• QUOTED PASSAGE:
Content starts
Digital Publishing Guest Columns
3 mins read

Coronavirus: the catalyst for better collaboration

OPINION

Pre-pandemic, publishers were reaping the rewards of collaboration. What began with the Pangaea Alliance quickly became a wider mission to boost joint success, with multiple global media players drawn into unity by the irresistible force of cooperation; with the Ozone Project an example of particular note. 

Fast forward only a short time, and much of the digital media conversation has turned to survival. But one thing remains constant: the publishers, vendors and advertisers I’m lucky enough to work with are still focused on community. Dedication to harnessing collective strength, sharing learnings, offering support and finding a way forward — together — is the key certainty that will pull us through the storm.

Without doubt, 2020 has been a fast-paced ride so far, with unforeseen hurdles and seismic shifts in all directions. As the representative trade body for UK premium publishers, we’ve been heartened to see media players showing their adaptability, pivoting and collaborating to meet ever-changing real-time demands. For instance, more than 30 leading publishers, including Taylor & Francis and The British Medical Journal, have made their coronavirus-related content publicly available to support healthcare efforts. 

Consumers too have affirmed their unwavering trust in high-quality publisher sites. As well as unprecedented interest in reliable, factual news – which has sent digital monthly readership for the UK’s premium news brands to a record-breaking 40 million plus —recent weeks have brought increased traffic to niche publications, as audiences turn to trusted sites for household essentials or new pastimes. Future Publishing, for example, saw reader growth contributing to a 135% uplift in gaming hardware transactions and a 100% rise in home and garden purchases compared to the previous month.

But hand-in-hand with the surge in numbers and positive engagement, comes a challenge. Advertisers have been quick to add coronavirus-associated phrases to their keyword blocklists amid brand safety concerns.

There is understandable frustration for publishers who see the massive disconnect between the growing number of eyeballs and opportunities for online advertising – particularly in a time where most news is about Covid-19 – and the decrease in investment. As a community, however, we are also sensitive to the issues facing brand marketers. Whether it’s tightened budgets, planned creative that’s not the right fit for the current climate, or difficulties with determining which digital placements are suitable for specific brands.
Content ends
• TASK 1: Name every organization mentioned by name in the column on coronavirus and publisher collaboration.
• TASK 2: Extend the column on coronavirus and publisher collaboration with a few more paragraphs, picking up after its final sentence about the issues brand marketers face.
You can set aside the rows that come after this column.

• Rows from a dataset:
Content starts
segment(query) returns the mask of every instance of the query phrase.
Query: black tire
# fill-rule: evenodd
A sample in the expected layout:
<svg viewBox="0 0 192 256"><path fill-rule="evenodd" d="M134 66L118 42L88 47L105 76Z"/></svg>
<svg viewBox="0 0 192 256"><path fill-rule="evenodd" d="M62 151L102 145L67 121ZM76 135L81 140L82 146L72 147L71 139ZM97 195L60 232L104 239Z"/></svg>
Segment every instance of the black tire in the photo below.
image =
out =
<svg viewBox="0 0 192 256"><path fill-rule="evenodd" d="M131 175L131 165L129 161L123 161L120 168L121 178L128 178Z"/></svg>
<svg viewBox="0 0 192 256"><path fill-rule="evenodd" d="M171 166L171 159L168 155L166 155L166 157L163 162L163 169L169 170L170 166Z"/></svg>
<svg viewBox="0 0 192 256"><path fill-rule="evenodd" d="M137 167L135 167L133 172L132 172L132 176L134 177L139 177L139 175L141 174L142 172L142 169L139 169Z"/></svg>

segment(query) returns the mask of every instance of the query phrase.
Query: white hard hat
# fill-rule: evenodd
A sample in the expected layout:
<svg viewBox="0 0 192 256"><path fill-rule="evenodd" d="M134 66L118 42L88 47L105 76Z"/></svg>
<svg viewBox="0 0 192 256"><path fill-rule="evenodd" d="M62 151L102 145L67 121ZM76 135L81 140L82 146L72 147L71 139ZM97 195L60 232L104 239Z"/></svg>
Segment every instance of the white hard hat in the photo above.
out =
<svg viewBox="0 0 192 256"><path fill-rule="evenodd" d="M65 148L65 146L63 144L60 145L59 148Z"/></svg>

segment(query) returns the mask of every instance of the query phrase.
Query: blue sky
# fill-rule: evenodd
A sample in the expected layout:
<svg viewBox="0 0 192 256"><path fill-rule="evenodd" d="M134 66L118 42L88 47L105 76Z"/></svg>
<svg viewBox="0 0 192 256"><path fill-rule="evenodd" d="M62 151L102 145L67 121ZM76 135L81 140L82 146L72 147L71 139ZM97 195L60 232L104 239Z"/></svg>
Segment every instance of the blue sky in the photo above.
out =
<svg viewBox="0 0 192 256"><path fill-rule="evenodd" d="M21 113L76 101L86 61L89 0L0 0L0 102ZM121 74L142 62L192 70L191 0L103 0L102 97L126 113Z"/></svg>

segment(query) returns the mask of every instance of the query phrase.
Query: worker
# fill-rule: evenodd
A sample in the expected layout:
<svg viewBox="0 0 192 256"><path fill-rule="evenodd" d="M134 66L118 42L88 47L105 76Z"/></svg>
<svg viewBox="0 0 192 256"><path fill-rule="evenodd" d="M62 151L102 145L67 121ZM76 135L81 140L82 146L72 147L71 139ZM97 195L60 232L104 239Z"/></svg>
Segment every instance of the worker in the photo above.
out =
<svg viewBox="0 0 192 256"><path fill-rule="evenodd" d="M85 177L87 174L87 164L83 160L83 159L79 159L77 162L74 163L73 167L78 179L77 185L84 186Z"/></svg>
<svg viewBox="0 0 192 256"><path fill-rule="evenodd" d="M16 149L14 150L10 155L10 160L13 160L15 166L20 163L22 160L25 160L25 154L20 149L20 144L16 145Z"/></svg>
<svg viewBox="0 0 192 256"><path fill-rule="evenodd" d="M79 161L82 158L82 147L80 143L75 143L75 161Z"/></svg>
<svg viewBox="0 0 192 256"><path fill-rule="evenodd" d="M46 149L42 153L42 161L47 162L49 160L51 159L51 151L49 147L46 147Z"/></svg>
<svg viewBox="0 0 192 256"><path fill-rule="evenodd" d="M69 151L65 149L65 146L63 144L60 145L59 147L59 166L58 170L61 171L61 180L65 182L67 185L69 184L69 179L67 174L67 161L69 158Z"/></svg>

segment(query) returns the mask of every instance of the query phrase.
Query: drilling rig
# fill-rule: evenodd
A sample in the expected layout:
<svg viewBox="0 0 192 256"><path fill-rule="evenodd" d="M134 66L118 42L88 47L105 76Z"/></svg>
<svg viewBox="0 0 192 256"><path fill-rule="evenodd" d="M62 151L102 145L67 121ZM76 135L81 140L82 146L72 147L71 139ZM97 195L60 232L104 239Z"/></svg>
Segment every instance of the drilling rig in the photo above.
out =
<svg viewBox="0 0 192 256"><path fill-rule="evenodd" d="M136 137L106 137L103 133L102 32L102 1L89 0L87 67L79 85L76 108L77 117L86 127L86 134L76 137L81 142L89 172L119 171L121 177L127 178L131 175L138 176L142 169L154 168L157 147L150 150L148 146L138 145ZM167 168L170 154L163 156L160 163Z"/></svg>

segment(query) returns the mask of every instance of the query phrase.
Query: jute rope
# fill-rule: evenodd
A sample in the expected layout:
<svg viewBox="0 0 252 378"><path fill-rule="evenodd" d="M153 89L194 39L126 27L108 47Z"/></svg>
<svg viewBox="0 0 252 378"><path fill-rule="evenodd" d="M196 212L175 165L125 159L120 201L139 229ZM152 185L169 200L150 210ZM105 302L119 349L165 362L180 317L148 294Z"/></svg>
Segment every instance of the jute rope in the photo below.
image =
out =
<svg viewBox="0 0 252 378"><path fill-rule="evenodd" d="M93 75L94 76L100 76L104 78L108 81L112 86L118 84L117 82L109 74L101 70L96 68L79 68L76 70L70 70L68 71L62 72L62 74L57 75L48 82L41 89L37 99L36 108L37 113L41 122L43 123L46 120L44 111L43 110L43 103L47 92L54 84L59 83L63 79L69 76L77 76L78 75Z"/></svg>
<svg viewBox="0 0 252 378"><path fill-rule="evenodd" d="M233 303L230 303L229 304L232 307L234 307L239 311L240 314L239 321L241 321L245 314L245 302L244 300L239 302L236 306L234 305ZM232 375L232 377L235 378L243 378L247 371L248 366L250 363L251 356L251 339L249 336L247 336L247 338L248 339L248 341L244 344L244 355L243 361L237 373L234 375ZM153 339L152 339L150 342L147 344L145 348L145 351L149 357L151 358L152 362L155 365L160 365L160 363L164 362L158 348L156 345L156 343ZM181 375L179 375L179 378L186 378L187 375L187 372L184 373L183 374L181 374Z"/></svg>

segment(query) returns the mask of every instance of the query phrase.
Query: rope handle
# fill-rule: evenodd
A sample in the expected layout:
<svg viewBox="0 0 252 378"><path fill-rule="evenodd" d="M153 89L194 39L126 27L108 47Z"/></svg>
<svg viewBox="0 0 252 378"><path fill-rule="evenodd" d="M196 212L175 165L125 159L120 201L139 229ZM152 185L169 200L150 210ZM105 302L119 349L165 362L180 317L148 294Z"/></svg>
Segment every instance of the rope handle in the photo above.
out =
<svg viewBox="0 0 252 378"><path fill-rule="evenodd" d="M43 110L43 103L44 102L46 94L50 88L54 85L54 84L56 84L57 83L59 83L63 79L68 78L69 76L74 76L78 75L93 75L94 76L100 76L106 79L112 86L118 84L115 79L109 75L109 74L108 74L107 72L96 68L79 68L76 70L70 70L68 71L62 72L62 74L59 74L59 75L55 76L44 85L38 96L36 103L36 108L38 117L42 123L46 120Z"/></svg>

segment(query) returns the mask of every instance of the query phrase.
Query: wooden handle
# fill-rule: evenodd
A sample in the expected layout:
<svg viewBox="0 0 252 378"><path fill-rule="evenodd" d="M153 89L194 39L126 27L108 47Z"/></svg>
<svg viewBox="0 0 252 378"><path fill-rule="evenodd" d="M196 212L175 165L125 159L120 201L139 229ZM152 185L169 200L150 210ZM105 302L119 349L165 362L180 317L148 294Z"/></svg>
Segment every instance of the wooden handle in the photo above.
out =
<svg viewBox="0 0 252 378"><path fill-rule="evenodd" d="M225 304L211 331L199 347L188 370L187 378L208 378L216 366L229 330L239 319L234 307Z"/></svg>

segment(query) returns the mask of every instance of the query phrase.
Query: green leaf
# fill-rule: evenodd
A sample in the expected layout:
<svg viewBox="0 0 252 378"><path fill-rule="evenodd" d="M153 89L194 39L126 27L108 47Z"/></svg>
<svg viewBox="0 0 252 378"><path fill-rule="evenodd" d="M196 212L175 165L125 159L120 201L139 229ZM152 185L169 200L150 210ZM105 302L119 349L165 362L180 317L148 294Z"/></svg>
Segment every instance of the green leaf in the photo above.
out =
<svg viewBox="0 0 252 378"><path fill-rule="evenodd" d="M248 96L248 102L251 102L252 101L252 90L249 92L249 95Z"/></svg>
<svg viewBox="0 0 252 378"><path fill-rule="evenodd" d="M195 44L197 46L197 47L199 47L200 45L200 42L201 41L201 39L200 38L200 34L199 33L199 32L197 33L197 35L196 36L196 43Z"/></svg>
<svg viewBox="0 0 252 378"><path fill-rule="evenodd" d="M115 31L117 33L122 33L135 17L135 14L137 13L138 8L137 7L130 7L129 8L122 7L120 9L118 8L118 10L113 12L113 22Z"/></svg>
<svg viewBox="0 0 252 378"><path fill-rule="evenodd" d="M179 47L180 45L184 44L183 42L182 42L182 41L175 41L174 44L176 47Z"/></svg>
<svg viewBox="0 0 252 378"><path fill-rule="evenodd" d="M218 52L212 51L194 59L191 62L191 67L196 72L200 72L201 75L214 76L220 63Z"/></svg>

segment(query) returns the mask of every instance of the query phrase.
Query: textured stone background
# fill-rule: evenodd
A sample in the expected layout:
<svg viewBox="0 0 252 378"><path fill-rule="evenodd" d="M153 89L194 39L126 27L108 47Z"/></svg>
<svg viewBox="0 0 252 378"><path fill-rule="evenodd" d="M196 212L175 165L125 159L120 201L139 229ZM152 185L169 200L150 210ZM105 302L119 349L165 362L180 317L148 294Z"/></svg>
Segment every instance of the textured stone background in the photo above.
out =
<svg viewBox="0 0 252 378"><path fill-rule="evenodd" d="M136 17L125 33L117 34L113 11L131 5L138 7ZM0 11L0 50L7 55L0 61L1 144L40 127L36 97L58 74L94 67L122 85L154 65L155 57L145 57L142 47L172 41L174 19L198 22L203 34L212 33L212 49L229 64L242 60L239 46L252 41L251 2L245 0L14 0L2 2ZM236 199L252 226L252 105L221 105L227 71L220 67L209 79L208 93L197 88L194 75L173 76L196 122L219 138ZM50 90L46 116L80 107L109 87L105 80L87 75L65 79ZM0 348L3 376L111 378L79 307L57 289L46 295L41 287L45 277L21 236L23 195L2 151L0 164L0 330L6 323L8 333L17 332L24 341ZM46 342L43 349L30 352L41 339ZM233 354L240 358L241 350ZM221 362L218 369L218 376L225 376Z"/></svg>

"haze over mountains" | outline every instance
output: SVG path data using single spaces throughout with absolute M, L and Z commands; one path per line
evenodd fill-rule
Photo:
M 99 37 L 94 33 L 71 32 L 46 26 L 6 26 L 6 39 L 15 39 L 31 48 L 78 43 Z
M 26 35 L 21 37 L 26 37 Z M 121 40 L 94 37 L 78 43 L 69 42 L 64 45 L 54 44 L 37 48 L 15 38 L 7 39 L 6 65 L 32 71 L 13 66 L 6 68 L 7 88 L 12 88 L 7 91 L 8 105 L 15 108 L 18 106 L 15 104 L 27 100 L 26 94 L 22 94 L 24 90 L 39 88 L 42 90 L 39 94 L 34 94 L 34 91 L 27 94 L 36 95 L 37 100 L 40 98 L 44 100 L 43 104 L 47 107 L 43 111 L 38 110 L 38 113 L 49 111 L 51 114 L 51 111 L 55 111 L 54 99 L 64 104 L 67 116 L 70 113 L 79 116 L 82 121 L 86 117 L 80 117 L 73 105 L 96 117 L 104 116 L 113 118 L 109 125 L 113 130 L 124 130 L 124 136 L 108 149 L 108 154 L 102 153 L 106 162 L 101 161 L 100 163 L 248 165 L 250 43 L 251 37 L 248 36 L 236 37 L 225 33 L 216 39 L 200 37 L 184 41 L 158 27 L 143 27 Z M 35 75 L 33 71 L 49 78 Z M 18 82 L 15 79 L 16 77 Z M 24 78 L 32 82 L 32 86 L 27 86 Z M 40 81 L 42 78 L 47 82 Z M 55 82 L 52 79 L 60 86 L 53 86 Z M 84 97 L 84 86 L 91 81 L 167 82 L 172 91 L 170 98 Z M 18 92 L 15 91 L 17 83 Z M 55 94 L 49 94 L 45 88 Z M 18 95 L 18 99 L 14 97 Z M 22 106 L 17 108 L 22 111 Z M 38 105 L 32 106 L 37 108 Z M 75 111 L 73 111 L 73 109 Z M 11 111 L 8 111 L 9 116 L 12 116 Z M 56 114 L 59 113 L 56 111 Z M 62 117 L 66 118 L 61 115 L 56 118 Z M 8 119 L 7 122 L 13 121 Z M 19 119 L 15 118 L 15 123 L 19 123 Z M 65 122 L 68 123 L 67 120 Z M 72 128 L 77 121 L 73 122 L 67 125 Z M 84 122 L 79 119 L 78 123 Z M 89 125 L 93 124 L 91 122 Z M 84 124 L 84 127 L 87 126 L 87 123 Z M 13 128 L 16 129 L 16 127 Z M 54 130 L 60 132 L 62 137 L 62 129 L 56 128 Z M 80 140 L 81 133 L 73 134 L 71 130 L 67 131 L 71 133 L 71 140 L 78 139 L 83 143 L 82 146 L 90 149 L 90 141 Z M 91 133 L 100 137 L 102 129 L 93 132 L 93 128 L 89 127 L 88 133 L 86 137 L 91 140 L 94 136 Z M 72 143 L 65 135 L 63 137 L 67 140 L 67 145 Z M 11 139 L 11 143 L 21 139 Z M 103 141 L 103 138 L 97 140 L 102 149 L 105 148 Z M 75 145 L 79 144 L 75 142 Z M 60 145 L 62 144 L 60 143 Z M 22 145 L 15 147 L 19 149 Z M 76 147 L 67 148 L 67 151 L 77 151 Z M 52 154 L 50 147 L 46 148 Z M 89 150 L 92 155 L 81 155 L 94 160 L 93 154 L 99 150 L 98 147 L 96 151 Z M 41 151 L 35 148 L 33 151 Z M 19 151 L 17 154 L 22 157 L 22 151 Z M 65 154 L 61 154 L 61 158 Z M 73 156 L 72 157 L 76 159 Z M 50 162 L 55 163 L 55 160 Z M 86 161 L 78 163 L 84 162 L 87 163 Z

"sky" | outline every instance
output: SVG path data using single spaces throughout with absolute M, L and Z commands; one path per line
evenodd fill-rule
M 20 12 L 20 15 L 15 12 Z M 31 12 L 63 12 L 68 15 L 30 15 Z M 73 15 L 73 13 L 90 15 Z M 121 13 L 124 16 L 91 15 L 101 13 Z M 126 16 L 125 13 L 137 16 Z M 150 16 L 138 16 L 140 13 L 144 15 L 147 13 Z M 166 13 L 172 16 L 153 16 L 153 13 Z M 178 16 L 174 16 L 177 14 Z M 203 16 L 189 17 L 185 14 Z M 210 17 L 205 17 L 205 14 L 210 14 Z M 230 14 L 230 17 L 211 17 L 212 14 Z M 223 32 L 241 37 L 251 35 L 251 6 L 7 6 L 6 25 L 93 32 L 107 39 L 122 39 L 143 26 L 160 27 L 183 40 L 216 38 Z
Content ends
• EXPECTED ANSWER 1: Pangaea Alliance, Ozone Project, Taylor & Francis, The British Medical Journal, Future Publishing

• EXPECTED ANSWER 2:
What we can say is that the virus has exacerbated previous symptoms. While it unfortunately places uncertainty around the future for some, it also continues to draw attention to familiar issues, albeit on a grander scale. Incidents with undesirable placements have driven rising calls for better protection, increased transparency into the digital advertising supply chain (especially for programmatic ads), and the need to review the uptake of imprecise brand safety tools, such as broad keyword blocking.

Yet we also know that a common enemy has an uncanny knack of bringing people together and prompting real innovation. I’m therefore not surprised by the increase in offers of free tools – such as Google waiving Google Ad Manager fees for news publishers – and a focus on providing greater guidance as we navigate our way through the crisis. Joint publication of advice on how advertisers can verify content suitability without blanket blocking keywords by multiple industry authorities —ISBA, IAB, IPA, Newsworks and AOP — is a prime example of the way solutions can be found with shared insight.

Those who know me will be aware that I am forever optimistic about digital publishing and its capacity to keep thriving. As the pandemic upends business as usual in all sectors, we may find ourselves forced to do things differently, and perhaps for the better. Although uncertainty is fuelling short-term challenges, this may be a catalyst for enhancing long-term collaboration and bringing attention back to what matters most: delivering real value for everyone, consumers, publishers and advertisers alike.

Richard Reeves
Managing Director, Association of Online Publishers (AOP)

AboutThe UK Association for Online Publishing (AOP) is an industry body representing digital publishing companies that create original, branded, quality content. AOP champions the interests of media owners from diverse backgrounds including newspaper and magazine publishing, TV and radio broadcasting, and pure online media.